Text for analysis -
CHAPTER EIGHT
Roots are hard to dig out. The longer the tree has been there, the deeper and wider and more firmly set they are. When digging up a tree, one has to do it at the right time. For a rose it is when all the leaves are lost. The flowers are gone and the leaves have fallen. It’s then that one must delicately dig around the plant to get a big ‘root ball’ out and to support the plant as much as possible. It is then gently wrapped in hessian and transported to be replanted into a large hole with beautifully nutritious compost, and watered plentifully, so when the sun comes out and the temperature rises in spring, the plant can, through photosynthesis, bring energy and life to its stems. Buds will form, and insects and weeds must be kept firmly and methodically at bay, but once those buds begin to open, the flowers can produce perfume-like smells, nectar and life for bees and other insects, which in turn create life through pollinating other plants. The newly planted and restored plant as it flourishes not only has inner nourishment as well as outer beauty, it will also have long-lasting and far-reaching effects it could never dream of.
Before we move into looking at our internalised shame, we have to get to a point where we have shed the outer layers that have protected us. This is when modified forms of behaviour and being no longer work. Gently peeling back the layers of pain and hurt can lead us to feeling we are losing ourselves. We don’t know who we are. We don’t know the world we live in. It is then that we need to find support, nourishment, understanding and guidance. We need it to navigate our way through the pain and fear of processing our inner world to make sense of the outer world, both past and present.
Connections and support networks delicately dig out our roots; they put a warm layer around us, and move us into a place of nourishment, allowing us to see and experience an environment that will allow us to shine. We learn new protective measures, and through living authentically and truthfully to ourselves, we end up exporting love and empathy into the world, which lives on, constantly regenerating and re-energising.

Task 1 - Decide whether each statement agrees with the rose-replanting passage, answering yes or no and quoting the words of the text that settle it: (a) A rose should be dug up once all its leaves are lost. (b) The dug-up plant is wrapped in plastic before it is moved. (c) Peeling back layers of pain and hurt can make us feel we are losing ourselves.
Task 2 - Resume the rose-replanting passage, picking up after its final sentence.
The items after this point are separate material with no connection to the rose-replanting passage.

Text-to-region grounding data
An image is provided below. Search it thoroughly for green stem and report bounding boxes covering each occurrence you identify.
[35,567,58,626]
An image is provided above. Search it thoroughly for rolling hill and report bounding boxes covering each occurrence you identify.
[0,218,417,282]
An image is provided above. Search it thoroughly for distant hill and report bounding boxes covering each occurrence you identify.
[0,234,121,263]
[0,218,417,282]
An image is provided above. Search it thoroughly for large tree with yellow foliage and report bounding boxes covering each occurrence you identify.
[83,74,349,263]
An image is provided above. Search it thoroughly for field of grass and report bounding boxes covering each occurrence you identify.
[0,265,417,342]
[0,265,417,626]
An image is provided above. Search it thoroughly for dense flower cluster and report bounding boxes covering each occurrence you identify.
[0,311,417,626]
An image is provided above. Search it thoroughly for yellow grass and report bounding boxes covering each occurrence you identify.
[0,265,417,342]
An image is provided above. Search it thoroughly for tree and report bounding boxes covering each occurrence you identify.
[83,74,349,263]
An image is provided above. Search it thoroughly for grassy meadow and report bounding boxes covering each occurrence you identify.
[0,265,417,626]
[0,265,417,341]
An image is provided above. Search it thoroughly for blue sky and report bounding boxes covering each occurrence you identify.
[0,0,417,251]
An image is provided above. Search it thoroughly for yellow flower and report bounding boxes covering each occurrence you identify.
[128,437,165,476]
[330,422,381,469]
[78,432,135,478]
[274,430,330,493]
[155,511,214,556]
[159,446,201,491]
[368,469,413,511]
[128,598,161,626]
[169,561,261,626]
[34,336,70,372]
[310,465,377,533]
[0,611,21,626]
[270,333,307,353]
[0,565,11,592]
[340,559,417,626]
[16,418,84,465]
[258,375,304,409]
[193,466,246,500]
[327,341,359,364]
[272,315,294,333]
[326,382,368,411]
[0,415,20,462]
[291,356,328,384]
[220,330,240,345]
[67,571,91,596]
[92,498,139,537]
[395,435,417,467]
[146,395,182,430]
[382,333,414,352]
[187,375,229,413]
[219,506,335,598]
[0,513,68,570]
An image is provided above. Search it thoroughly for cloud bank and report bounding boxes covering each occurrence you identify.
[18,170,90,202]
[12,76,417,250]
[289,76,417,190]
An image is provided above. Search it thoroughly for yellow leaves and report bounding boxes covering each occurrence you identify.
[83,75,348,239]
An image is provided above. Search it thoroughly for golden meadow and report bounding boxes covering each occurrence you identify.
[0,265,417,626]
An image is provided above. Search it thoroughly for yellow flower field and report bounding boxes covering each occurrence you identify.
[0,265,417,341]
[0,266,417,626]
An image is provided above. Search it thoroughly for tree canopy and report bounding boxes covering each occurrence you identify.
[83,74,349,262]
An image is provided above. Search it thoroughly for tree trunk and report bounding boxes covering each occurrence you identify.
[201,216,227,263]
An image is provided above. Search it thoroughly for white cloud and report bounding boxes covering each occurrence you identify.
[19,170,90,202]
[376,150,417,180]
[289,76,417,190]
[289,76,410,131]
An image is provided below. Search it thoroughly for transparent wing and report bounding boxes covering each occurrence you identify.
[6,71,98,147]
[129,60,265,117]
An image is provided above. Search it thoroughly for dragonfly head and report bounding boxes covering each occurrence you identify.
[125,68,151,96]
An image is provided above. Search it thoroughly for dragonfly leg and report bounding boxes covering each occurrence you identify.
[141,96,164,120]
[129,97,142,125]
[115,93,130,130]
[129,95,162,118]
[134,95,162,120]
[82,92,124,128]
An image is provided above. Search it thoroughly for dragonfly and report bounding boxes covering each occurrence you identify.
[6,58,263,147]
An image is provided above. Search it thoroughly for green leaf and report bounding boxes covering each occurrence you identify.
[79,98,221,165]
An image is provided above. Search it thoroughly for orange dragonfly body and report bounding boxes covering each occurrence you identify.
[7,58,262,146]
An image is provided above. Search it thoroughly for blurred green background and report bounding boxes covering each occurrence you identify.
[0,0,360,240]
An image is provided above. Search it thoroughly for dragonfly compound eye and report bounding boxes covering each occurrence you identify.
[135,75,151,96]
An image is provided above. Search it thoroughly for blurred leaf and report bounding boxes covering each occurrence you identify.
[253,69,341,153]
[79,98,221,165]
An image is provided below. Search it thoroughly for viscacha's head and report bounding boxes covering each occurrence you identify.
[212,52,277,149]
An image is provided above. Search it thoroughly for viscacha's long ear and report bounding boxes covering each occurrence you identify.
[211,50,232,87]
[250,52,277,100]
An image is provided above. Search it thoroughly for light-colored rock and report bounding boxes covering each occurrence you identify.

Final answer 1 -
(a) Yes: "For a rose it is when all the leaves are lost."
(b) No: "It is then gently wrapped in hessian"
(c) Yes: "Gently peeling back the layers of pain and hurt can lead us to feeling we are losing ourselves."

Final answer 2 -
Today I am off to my local charity shop, which raises money for people with HIV and AIDS. I started bringing clothes into the shop when I moved to the area. As I slowly drip fed the place with every item of clothing I possessed that didn’t fit me anymore (I was on a Marie Kondo blitz), I began to realise I felt really safe there. It’s solely occupied by LBGTQ+ people, but also people who have mental health obstacles. As soon as I walk in the door, it’s like stepping into a haven for me.
Traditionally, of course, the clubbing life was an area where one could feel safe. And safety was and is essential. It’s essential to be in a space logistically where one might meet other gay people to form relationships with, be they sexual, loving, or a friendship. However, nightlife can become very murky. It can allow us to lose inhibitions, but also to fall down a slippery path of escape and denial, running away from our pain and hurt, and indulging in toxic behaviour. It can also be a lot of fun, and for those who are not using alcohol, drugs and sex simply as a plaster to cover old wounds, it is a wonderfully uplifting and resourcing thing. I have to admit, my relationship with alcohol and drugs has, at times, been one of avoidance rather than one of simple pleasure.
As I’ve got older, I’ve realised the importance of connecting with other LGBTQ+ people on a level that doesn’t involve clubbing, sex or mind-altering substances. In my younger years, the idea of being in a gay choir or playing for the gay water polo team filled me with dread, and actually stirred up a lot of internalised homophobia in me. I couldn’t think why people would do that kind of thing; it all felt rather student-like. I realise now, however, that it is essential to be around other LGBTQ+ people, in a space that hasn’t been enforced by a heteronormative society.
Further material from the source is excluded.